BEGIN DATA PROVIDED
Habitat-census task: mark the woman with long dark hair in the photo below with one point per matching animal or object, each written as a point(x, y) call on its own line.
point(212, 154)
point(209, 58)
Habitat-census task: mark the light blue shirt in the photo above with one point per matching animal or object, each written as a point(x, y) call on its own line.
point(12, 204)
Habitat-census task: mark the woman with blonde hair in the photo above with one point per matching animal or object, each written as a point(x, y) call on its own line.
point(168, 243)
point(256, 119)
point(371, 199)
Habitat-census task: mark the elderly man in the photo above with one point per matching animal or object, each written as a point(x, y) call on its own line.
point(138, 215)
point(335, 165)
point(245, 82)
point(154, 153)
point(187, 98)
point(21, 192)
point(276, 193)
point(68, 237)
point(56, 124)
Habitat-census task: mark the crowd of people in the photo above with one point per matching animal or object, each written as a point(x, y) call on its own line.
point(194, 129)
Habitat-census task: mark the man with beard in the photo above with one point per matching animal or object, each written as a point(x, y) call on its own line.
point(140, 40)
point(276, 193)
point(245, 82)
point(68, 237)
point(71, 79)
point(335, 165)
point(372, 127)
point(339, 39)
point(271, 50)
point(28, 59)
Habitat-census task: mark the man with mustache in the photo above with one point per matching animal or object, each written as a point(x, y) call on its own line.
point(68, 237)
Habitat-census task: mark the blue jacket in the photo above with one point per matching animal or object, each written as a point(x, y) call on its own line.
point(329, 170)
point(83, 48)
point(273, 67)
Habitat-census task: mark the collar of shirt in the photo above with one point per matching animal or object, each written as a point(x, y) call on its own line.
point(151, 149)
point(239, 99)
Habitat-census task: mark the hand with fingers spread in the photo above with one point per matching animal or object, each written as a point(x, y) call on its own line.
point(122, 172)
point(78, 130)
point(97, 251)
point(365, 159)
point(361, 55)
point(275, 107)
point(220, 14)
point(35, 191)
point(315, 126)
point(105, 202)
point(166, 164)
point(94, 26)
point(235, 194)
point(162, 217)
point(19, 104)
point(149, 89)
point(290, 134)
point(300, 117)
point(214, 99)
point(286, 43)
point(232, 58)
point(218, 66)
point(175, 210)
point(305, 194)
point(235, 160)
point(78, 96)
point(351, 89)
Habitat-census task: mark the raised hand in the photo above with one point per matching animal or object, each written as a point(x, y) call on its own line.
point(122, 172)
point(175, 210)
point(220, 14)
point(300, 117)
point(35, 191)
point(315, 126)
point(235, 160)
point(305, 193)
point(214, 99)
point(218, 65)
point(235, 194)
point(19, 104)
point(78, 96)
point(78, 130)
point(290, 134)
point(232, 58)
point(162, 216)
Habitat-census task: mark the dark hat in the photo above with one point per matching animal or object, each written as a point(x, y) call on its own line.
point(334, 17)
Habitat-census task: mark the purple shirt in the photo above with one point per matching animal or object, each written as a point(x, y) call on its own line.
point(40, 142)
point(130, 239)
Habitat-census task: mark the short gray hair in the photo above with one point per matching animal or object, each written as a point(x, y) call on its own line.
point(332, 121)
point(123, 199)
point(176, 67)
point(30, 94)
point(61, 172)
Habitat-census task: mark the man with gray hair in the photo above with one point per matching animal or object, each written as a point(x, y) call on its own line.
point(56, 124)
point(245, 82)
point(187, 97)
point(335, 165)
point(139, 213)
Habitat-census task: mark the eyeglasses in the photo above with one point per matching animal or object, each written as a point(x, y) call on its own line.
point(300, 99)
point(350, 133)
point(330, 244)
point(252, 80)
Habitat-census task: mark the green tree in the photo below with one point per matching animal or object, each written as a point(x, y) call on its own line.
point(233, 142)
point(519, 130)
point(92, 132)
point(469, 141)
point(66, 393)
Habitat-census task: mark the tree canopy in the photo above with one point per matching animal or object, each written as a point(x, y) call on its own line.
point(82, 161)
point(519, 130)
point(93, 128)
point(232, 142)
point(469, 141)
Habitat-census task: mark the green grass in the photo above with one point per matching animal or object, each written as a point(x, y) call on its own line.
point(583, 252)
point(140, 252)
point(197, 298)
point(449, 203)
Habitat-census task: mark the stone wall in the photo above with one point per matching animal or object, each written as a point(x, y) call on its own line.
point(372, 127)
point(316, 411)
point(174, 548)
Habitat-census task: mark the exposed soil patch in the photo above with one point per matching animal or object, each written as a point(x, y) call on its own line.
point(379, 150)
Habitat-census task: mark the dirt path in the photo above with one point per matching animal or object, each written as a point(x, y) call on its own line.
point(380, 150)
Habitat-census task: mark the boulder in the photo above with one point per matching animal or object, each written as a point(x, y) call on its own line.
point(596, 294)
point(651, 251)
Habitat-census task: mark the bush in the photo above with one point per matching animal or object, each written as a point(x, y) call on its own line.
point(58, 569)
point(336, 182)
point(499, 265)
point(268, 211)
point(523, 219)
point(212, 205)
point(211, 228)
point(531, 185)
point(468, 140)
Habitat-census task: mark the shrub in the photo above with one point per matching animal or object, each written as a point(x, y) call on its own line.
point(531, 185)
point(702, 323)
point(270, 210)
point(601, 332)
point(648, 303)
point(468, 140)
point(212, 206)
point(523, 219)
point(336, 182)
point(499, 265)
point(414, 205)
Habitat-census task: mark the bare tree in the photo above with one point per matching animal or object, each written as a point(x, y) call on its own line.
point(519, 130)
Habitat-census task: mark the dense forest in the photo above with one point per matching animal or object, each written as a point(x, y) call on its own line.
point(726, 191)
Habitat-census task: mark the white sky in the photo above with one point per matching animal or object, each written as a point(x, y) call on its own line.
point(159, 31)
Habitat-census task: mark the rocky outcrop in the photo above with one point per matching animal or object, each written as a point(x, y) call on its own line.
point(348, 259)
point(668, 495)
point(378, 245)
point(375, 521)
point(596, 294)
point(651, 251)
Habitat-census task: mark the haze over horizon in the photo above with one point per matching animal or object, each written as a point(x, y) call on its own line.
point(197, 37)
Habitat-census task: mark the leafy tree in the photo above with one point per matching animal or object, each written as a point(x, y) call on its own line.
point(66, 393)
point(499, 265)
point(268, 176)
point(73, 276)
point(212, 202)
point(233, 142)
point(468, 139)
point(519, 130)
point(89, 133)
END DATA PROVIDED
#### OBJECTIVE:
Extract everything from the line containing "Habitat-census task: mark the green grass" down to the line containing "point(379, 150)" in the records above, repeating those lines exactly and including both end lines.

#### FINAL RESULT:
Habitat-census task: mark the green grass in the photo above with one point per matching animal or object, each written as a point(x, y) call on its own line.
point(583, 252)
point(140, 252)
point(197, 298)
point(449, 203)
Habitat-census task: mark the stone wall in the photo above with one point per matching animal or object, each written as a point(x, y) call on its own line.
point(372, 127)
point(316, 411)
point(174, 548)
Habitat-census task: mark the exposed soil patch in the photo above with one point per matching animal or object, each written as a point(x, y) call on its own line.
point(379, 150)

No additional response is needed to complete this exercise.